> **Your goal**
Extract the text lines from every item below and reproduce them word for word. Leave the pictures out of your answer.

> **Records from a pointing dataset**
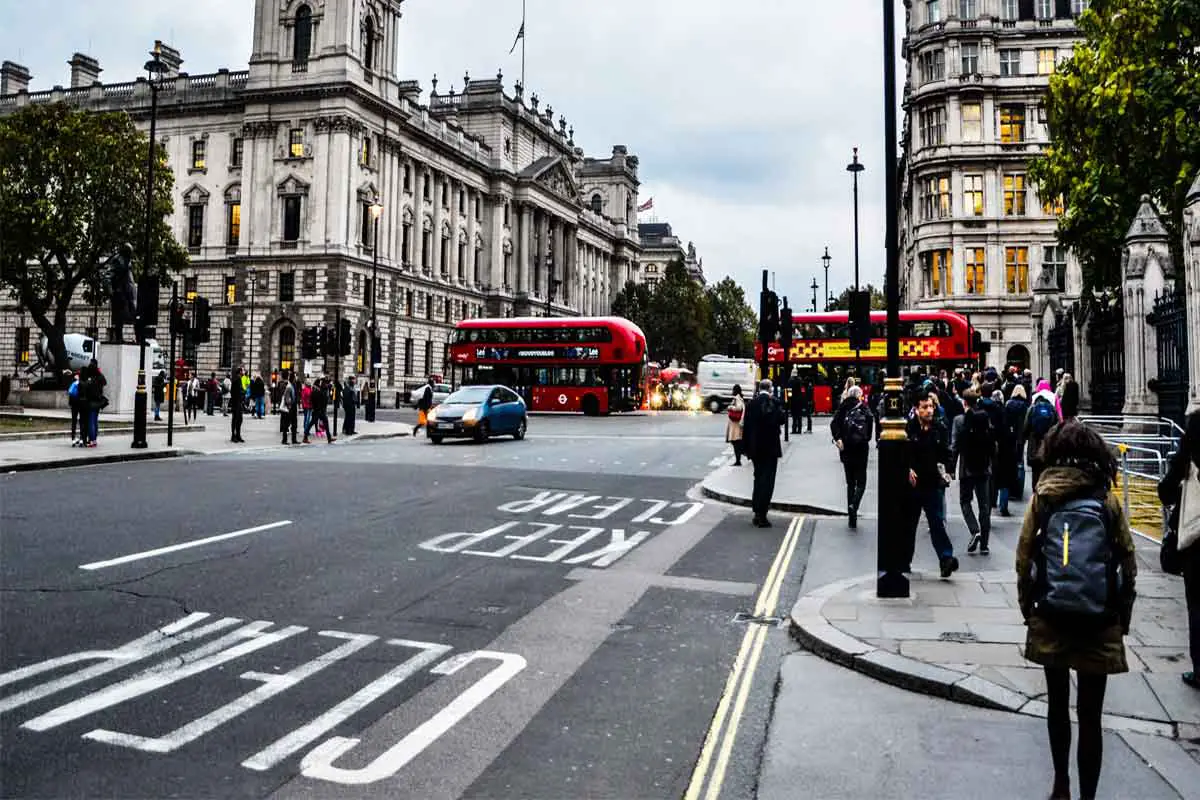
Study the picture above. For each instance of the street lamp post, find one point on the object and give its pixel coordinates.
(372, 397)
(825, 262)
(895, 543)
(154, 67)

> **The reply**
Study the picture above. For each instance of the street lamp post, find one point on the object and give its pixel coordinates.
(372, 397)
(825, 262)
(895, 543)
(154, 67)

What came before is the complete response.